** START OF Text **

# Should I stay or go??



## freshstarts (Sep 4, 2012)

Hello. I have been married to my husband for 12 years. We have an 11 year old daughter and a nearly 4 year old son. The past 10 years we have struggled in our relationship. My husband has a serious addiction to prescription pills. He has been to rehab twice and we have seperated a few times. However I feel very strong in my wedding vows. As well as I hate to bust up our family because of the pain the kids will go through. Not to mention I am terified of him being able to get my kids for visitation and what may happen to them while he is high. He always gets caught and its always the same story. I keep forgiving and trying. He keeps lying and taking money. It is now to a point that my daughter understands and knows when he comes home high as well. He tend s to be very angry with me and her only when he is high. She is always crying and telling me she hates him. I have tried crying being angry threatening and begging and get no where. I mean he usually does good for a few months then its back to the lies and going to doctors and buying and selling on the street. We have lost so much due to his drug issue. His own parents who love him very much cant even stand him. This summer he hurt his back again and went to doctor and its been down hill since. He is on morphine pills and hydrocodone that they prescribe him. He gets a prescription and within 24 hours half of that is gone. Then he gives them to me to give to him daily. Only then he goes and buys off the street. I'm terrified to leave because what about the kids being with him alone? i know it will not be good for him if he is on his own. But its to the point we are arguing over everything. I cant even say that I like him at this point. Even with all this I ask him last weeko put this all away and start over. We got a marriage counselor and he went to the counselor on Friday high and then stayed high saturday and sunday. The only thing he said was "I dont know why I did it, I am so sorry, I love you and the kids," oh and "You act like i am a horrible person but Im not..I love you and the kids" and should I mention over these years of his addiction, we have lost our house, truck, bussiness, and he even stole my jewlry and told me he could because we are married and my stuff is his stuff. I'm so confused and hurt and dont know what to do. I want to leave and be done but I am so scared of sharing the kids and what will happen to them with all this.


----------



## CH (May 18, 2010)

File if he won't get help. As for the kids being with him, if he's got a drug problem there is no way he's going to be able to see the kids.

Maybe this is what's needed to get him to clean up. If not then you've already given so much and he's shouldn't be your problem anymore. Your kids are your main concern right now.


----------



## SlowlyGettingWiser (Apr 7, 2012)

Telling you he loves you and the kids is MEANINGLESS. Words mean NOTHING. ACTION means EVERYTHING.

Leave him for the sake of your children. Your 11yo NOW recognizes when her father is stoned and is afraid of his temper. How long until your 4yo recognizes that your husband is stoned? Is THIS what you want them to see? To remember about their father? About their childhood?

Get the H*LL OUT. Get yourself some free/low-cost counseling. Get your daughter into AlAnon's teen program (or the equivalent). Get an attorney and explain your husband's problem; have your attorney work to ensure that your husband does NOT get to see your children EXCEPT under SUPERVISED conditions.

** END OF Text **
** START OF Data records **

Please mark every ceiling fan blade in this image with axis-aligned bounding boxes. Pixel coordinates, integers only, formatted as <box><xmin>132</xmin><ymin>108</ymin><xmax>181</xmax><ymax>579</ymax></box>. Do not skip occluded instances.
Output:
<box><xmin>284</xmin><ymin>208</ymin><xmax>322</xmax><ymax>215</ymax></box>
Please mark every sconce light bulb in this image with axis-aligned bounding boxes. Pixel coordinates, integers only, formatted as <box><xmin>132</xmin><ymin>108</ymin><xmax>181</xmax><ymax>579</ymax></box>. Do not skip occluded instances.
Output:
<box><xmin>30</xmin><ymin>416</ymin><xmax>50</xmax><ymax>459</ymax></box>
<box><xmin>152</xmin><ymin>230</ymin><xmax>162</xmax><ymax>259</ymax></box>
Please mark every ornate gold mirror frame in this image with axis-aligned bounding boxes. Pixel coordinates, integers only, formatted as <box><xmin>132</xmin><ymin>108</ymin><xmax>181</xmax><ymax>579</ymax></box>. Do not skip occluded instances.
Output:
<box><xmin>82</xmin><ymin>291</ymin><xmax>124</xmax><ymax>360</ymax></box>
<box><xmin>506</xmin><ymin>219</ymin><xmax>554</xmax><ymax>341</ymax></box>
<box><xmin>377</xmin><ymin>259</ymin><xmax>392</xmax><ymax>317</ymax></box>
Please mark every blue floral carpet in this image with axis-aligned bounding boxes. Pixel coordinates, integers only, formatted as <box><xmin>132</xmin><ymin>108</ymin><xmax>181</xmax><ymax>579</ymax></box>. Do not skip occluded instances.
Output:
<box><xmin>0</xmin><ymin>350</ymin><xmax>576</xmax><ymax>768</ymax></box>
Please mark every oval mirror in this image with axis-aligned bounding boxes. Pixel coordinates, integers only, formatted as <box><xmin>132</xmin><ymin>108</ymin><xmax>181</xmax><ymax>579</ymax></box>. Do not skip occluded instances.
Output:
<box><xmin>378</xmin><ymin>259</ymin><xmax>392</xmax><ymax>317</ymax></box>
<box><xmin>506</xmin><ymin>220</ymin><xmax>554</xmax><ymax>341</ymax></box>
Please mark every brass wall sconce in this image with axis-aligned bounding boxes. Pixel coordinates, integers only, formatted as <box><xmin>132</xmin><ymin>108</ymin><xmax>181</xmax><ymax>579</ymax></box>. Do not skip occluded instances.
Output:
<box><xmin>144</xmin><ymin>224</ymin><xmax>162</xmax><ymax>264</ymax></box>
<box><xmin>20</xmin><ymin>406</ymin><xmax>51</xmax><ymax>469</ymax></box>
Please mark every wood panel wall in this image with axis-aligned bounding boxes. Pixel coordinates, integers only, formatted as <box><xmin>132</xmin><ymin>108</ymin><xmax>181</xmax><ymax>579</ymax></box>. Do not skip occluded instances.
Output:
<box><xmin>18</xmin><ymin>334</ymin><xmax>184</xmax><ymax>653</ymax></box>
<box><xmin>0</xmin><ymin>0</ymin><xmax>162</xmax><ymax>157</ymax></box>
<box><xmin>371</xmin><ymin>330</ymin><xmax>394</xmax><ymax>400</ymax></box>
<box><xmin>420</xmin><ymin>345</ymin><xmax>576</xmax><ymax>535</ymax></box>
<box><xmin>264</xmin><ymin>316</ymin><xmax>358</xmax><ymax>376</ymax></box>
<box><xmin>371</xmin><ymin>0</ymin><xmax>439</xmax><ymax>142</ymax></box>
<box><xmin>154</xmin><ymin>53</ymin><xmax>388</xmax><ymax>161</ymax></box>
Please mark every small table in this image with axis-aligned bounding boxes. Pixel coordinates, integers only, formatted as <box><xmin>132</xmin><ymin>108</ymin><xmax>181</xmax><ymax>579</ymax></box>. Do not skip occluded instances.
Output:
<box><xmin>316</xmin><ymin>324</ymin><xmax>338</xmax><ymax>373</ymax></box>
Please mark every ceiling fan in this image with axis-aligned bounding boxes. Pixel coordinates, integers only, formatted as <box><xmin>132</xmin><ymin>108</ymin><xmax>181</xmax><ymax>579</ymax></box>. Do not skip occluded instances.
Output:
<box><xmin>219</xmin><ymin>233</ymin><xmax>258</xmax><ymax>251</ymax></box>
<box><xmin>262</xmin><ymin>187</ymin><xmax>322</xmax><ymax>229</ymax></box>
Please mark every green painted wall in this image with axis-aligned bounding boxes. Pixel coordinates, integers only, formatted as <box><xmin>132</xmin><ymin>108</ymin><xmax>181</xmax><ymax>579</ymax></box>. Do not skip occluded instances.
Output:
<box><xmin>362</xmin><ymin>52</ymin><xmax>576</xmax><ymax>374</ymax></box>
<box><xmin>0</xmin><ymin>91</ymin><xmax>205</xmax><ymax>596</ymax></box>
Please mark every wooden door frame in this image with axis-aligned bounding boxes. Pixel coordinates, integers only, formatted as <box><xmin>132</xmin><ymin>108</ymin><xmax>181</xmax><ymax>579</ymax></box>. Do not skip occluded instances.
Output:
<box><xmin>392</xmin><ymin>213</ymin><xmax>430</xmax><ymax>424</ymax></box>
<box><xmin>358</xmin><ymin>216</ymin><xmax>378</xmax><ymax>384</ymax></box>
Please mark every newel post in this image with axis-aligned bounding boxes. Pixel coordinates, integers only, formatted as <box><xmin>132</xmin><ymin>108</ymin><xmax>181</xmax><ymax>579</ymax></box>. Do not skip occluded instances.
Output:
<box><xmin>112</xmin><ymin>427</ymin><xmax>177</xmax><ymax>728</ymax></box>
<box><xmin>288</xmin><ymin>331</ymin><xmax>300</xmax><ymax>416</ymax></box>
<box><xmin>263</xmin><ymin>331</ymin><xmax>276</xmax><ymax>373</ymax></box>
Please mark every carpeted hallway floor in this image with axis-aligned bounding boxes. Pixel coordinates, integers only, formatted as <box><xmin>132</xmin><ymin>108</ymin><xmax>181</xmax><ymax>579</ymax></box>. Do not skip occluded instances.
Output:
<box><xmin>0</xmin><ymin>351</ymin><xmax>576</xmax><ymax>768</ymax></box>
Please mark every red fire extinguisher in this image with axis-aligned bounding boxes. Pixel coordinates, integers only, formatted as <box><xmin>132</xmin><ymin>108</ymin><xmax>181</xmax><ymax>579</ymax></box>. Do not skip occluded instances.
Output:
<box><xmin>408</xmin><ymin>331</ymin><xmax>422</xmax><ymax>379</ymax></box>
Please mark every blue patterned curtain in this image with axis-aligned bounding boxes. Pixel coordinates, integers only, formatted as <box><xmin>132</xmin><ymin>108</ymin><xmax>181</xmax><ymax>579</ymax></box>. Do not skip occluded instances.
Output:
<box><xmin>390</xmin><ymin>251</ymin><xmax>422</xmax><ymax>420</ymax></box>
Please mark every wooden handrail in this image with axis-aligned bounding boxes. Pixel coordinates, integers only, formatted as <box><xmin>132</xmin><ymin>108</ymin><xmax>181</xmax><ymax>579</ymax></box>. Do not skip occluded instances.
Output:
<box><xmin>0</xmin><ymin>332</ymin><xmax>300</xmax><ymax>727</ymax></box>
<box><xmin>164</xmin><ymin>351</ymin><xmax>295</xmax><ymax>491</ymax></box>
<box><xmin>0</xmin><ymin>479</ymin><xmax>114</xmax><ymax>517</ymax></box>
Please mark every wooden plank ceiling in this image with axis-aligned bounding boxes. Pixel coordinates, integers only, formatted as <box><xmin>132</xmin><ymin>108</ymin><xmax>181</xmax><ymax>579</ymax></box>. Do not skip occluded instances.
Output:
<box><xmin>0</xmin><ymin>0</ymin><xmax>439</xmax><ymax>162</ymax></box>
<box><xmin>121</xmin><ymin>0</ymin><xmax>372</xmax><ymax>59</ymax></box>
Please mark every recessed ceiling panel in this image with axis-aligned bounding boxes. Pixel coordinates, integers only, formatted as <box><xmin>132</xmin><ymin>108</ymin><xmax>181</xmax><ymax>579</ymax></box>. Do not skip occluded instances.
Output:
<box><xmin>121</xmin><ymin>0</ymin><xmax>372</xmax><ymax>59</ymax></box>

** END OF Data records **

§ What needs to be done
Copy out the forum thread above starting with "## SlowlyGettingWiser (Apr" and going on through "under SUPERVISED conditions.", and switch "attorney" to "lawyer" wherever it occurs.

§ Finished exercise
## SlowlyGettingWiser (Apr 7, 2012)

Telling you he loves you and the kids is MEANINGLESS. Words mean NOTHING. ACTION means EVERYTHING.

Leave him for the sake of your children. Your 11yo NOW recognizes when her father is stoned and is afraid of his temper. How long until your 4yo recognizes that your husband is stoned? Is THIS what you want them to see? To remember about their father? About their childhood?

Get the H*LL OUT. Get yourself some free/low-cost counseling. Get your daughter into AlAnon's teen program (or the equivalent). Get an lawyer and explain your husband's problem; have your lawyer work to ensure that your husband does NOT get to see your children EXCEPT under SUPERVISED conditions.